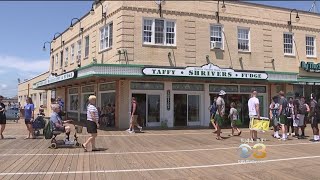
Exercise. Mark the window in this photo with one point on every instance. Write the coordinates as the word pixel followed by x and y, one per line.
pixel 57 59
pixel 86 49
pixel 288 43
pixel 244 39
pixel 310 46
pixel 158 31
pixel 106 33
pixel 215 35
pixel 79 51
pixel 72 54
pixel 66 56
pixel 61 58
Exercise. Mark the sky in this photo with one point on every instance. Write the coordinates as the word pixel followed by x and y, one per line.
pixel 26 25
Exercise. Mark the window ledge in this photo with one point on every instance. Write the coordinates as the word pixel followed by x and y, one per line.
pixel 104 50
pixel 160 46
pixel 312 57
pixel 244 52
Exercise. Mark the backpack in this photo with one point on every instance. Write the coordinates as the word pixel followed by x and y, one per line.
pixel 47 130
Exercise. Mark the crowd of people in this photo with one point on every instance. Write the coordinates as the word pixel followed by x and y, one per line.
pixel 288 115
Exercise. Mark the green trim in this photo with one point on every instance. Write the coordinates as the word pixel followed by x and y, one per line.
pixel 287 73
pixel 110 65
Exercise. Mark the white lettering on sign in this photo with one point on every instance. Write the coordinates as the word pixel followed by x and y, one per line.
pixel 54 79
pixel 209 70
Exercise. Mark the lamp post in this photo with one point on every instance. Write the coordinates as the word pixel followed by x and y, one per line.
pixel 104 14
pixel 297 17
pixel 71 24
pixel 223 9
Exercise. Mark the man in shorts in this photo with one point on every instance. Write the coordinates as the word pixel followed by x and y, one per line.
pixel 253 106
pixel 57 123
pixel 218 118
pixel 283 103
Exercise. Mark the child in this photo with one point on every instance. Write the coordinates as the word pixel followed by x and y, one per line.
pixel 233 115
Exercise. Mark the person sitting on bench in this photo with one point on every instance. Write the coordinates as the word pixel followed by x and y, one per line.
pixel 57 123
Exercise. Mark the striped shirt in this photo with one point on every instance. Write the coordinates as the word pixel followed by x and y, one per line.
pixel 92 108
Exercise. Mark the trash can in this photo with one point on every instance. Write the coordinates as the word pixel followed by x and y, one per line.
pixel 78 129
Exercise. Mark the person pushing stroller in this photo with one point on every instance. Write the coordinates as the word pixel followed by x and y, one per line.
pixel 57 123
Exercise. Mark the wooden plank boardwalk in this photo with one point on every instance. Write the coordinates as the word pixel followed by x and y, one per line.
pixel 156 154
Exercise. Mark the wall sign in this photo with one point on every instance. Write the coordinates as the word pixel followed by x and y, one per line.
pixel 53 79
pixel 208 70
pixel 310 66
pixel 168 99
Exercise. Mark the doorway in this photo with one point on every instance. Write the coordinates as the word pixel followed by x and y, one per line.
pixel 186 109
pixel 149 108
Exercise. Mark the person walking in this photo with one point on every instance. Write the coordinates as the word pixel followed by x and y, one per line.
pixel 29 117
pixel 254 111
pixel 233 116
pixel 218 118
pixel 213 109
pixel 274 116
pixel 134 116
pixel 314 117
pixel 3 118
pixel 283 104
pixel 92 123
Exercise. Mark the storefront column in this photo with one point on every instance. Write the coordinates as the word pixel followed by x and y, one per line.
pixel 206 101
pixel 168 113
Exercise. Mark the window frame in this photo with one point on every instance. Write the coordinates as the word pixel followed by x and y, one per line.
pixel 249 39
pixel 314 46
pixel 222 35
pixel 293 44
pixel 110 37
pixel 164 32
pixel 86 49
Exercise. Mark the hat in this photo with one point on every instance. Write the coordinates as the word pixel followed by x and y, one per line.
pixel 222 93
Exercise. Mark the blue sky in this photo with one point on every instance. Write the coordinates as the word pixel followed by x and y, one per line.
pixel 26 25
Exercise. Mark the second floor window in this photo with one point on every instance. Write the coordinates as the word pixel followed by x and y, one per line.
pixel 158 31
pixel 72 54
pixel 244 39
pixel 216 36
pixel 66 55
pixel 86 50
pixel 106 34
pixel 288 44
pixel 310 46
pixel 79 51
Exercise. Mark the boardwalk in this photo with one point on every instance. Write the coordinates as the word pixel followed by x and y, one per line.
pixel 156 154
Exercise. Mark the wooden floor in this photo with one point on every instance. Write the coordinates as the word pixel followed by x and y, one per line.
pixel 156 154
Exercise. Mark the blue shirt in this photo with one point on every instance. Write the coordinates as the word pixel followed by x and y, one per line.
pixel 28 109
pixel 55 118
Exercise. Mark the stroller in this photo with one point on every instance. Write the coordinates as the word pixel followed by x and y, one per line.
pixel 38 124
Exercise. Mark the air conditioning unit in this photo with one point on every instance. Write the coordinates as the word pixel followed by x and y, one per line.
pixel 216 45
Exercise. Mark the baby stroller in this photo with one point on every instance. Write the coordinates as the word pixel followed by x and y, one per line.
pixel 38 124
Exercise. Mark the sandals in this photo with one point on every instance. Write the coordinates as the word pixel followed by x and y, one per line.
pixel 84 148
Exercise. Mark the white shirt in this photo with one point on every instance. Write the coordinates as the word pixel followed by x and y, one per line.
pixel 92 108
pixel 252 106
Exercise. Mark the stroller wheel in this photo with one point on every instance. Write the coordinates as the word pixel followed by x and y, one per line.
pixel 53 146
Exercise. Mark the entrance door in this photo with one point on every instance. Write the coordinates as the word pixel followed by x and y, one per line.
pixel 149 109
pixel 186 110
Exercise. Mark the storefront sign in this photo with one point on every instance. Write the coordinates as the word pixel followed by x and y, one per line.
pixel 168 99
pixel 209 71
pixel 310 66
pixel 53 79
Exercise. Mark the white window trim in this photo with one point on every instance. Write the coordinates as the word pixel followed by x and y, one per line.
pixel 249 38
pixel 109 47
pixel 222 35
pixel 85 46
pixel 315 46
pixel 293 45
pixel 153 32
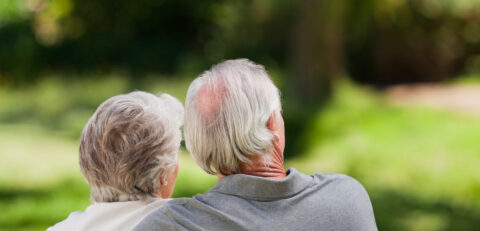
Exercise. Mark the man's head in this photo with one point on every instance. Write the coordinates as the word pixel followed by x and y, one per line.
pixel 128 148
pixel 228 110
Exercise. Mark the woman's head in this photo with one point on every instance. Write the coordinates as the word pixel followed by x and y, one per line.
pixel 129 147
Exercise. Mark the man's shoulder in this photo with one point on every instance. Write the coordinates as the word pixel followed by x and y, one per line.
pixel 338 180
pixel 161 218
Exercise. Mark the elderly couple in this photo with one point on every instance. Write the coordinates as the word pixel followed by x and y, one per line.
pixel 234 129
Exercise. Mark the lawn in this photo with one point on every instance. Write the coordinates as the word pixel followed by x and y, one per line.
pixel 419 165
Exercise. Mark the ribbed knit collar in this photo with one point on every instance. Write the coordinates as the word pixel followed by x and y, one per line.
pixel 260 188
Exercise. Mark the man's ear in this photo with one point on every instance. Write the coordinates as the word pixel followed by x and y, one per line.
pixel 271 125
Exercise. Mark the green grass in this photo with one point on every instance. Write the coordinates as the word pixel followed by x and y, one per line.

**EXERCISE TASK:**
Copy out the entries word for word, from the start of the entries through the line that reads "pixel 61 58", with both ends included. Leave the pictures out of your answer.

**CORRECT RESPONSE:**
Exercise. Mark the window in this photo with one point on every instance. Write the coordinates as the word pixel followed by x and y, one per line.
pixel 57 59
pixel 86 49
pixel 288 43
pixel 244 39
pixel 310 46
pixel 158 31
pixel 106 33
pixel 215 35
pixel 79 51
pixel 72 54
pixel 66 56
pixel 61 58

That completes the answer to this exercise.